[YOUR OBJECTIVE] List every line of the records below that contains the word "background", treating uppercase and lowercase letters as distinct.

[RAW RECORDS]
++++++++++++++++++++
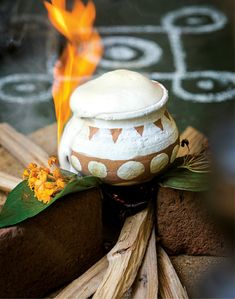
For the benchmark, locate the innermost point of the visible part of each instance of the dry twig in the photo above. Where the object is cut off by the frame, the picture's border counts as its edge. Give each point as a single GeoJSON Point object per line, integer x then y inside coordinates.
{"type": "Point", "coordinates": [170, 286]}
{"type": "Point", "coordinates": [86, 285]}
{"type": "Point", "coordinates": [146, 283]}
{"type": "Point", "coordinates": [126, 256]}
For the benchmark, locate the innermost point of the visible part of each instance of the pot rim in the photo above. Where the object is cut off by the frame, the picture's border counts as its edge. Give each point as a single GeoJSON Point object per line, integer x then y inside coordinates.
{"type": "Point", "coordinates": [136, 113]}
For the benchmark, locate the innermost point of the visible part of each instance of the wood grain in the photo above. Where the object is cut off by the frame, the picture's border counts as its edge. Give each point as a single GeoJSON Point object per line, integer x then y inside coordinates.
{"type": "Point", "coordinates": [146, 283]}
{"type": "Point", "coordinates": [86, 285]}
{"type": "Point", "coordinates": [169, 284]}
{"type": "Point", "coordinates": [126, 256]}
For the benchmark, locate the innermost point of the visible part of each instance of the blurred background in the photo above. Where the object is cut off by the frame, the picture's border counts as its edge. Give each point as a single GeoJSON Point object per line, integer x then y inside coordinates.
{"type": "Point", "coordinates": [188, 45]}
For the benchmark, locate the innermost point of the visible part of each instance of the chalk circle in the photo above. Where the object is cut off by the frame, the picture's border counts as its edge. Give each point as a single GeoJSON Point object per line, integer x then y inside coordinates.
{"type": "Point", "coordinates": [159, 162]}
{"type": "Point", "coordinates": [174, 153]}
{"type": "Point", "coordinates": [194, 19]}
{"type": "Point", "coordinates": [75, 163]}
{"type": "Point", "coordinates": [212, 86]}
{"type": "Point", "coordinates": [25, 88]}
{"type": "Point", "coordinates": [97, 169]}
{"type": "Point", "coordinates": [205, 84]}
{"type": "Point", "coordinates": [129, 52]}
{"type": "Point", "coordinates": [122, 51]}
{"type": "Point", "coordinates": [130, 170]}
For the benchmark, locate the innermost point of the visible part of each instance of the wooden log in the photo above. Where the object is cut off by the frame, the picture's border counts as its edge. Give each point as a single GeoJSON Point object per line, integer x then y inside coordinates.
{"type": "Point", "coordinates": [8, 182]}
{"type": "Point", "coordinates": [146, 283]}
{"type": "Point", "coordinates": [169, 284]}
{"type": "Point", "coordinates": [126, 256]}
{"type": "Point", "coordinates": [21, 147]}
{"type": "Point", "coordinates": [86, 285]}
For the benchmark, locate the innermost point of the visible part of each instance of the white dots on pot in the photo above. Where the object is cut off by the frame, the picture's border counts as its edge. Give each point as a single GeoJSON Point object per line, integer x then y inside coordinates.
{"type": "Point", "coordinates": [130, 170]}
{"type": "Point", "coordinates": [97, 169]}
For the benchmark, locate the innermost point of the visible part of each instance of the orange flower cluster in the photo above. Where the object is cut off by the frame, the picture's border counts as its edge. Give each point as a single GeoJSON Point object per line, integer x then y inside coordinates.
{"type": "Point", "coordinates": [45, 182]}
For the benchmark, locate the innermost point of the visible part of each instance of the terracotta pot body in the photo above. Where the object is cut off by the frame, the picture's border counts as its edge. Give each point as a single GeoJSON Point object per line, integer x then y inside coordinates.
{"type": "Point", "coordinates": [122, 148]}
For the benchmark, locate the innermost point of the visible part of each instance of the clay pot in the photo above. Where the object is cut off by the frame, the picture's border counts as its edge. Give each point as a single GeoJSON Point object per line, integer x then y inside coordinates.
{"type": "Point", "coordinates": [120, 130]}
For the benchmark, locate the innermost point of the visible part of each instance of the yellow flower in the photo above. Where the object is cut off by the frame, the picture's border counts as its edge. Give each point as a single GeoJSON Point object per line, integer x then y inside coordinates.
{"type": "Point", "coordinates": [26, 174]}
{"type": "Point", "coordinates": [52, 160]}
{"type": "Point", "coordinates": [60, 183]}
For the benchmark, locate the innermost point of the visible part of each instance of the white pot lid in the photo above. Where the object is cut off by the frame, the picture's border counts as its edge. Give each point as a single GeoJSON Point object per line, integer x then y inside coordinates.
{"type": "Point", "coordinates": [119, 94]}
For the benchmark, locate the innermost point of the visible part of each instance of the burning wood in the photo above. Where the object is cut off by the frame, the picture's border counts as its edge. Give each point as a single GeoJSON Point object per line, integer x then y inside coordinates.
{"type": "Point", "coordinates": [80, 56]}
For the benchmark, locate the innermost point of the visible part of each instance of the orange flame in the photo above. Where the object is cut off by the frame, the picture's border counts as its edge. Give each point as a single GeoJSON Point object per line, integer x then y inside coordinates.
{"type": "Point", "coordinates": [80, 56]}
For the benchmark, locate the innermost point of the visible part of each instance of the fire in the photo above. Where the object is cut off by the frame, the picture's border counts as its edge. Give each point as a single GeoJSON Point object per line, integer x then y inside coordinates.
{"type": "Point", "coordinates": [80, 56]}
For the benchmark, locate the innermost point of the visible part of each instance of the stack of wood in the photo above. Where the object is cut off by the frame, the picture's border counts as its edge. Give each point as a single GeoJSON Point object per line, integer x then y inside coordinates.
{"type": "Point", "coordinates": [137, 266]}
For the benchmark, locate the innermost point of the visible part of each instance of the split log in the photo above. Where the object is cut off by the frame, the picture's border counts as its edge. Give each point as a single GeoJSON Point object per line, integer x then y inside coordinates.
{"type": "Point", "coordinates": [21, 147]}
{"type": "Point", "coordinates": [126, 256]}
{"type": "Point", "coordinates": [86, 285]}
{"type": "Point", "coordinates": [169, 283]}
{"type": "Point", "coordinates": [146, 283]}
{"type": "Point", "coordinates": [8, 182]}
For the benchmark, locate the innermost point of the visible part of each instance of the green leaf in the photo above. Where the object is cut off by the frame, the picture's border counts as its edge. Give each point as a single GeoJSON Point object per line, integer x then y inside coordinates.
{"type": "Point", "coordinates": [21, 203]}
{"type": "Point", "coordinates": [184, 179]}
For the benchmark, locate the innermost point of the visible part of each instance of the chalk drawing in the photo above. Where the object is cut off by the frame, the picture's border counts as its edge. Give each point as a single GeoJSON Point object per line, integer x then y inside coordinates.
{"type": "Point", "coordinates": [122, 50]}
{"type": "Point", "coordinates": [25, 88]}
{"type": "Point", "coordinates": [121, 46]}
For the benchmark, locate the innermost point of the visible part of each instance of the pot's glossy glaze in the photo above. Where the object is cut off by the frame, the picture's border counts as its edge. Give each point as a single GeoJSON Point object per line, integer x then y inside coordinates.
{"type": "Point", "coordinates": [125, 149]}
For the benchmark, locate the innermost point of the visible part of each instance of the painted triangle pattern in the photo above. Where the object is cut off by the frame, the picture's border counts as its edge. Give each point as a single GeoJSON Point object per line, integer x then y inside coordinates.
{"type": "Point", "coordinates": [167, 114]}
{"type": "Point", "coordinates": [115, 134]}
{"type": "Point", "coordinates": [92, 131]}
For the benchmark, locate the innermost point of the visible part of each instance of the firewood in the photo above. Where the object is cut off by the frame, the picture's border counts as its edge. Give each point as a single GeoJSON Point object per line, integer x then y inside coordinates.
{"type": "Point", "coordinates": [21, 147]}
{"type": "Point", "coordinates": [126, 256]}
{"type": "Point", "coordinates": [8, 182]}
{"type": "Point", "coordinates": [196, 141]}
{"type": "Point", "coordinates": [146, 283]}
{"type": "Point", "coordinates": [86, 285]}
{"type": "Point", "coordinates": [169, 284]}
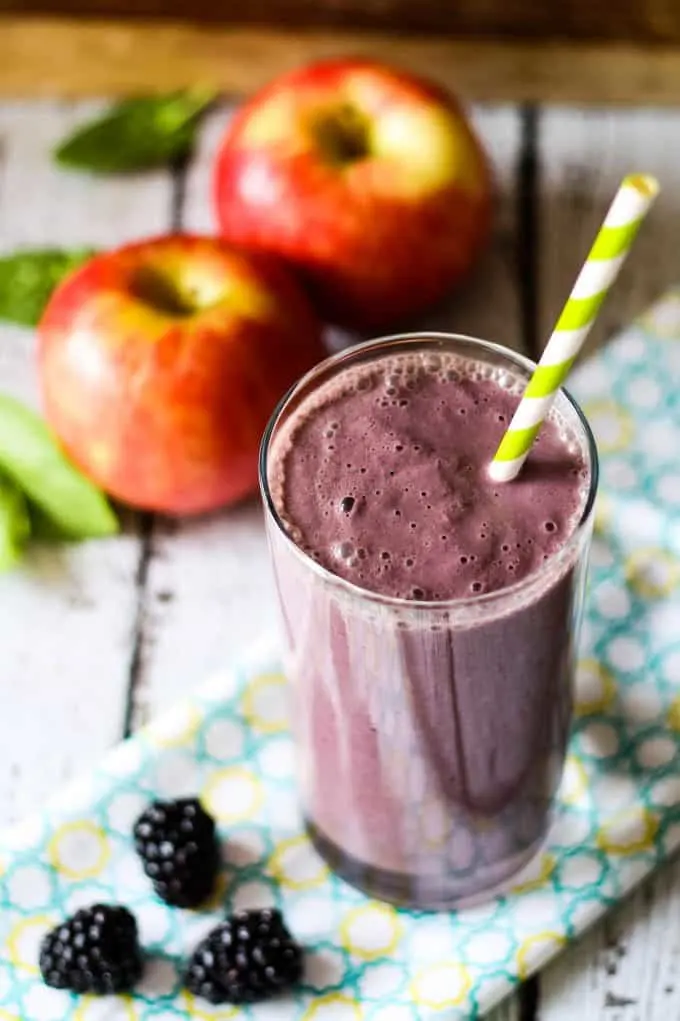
++++++++++++++++++++
[SOLUTION TO THIS TASK]
For the benchmark, locate the innermost point of the visible part of each instance of the blurred background in the photo above. Where the object is cut off by the frame, the picture's border counts as its edge. Give each point as a single GeoJSON Point object per line, integer x then y inside coordinates.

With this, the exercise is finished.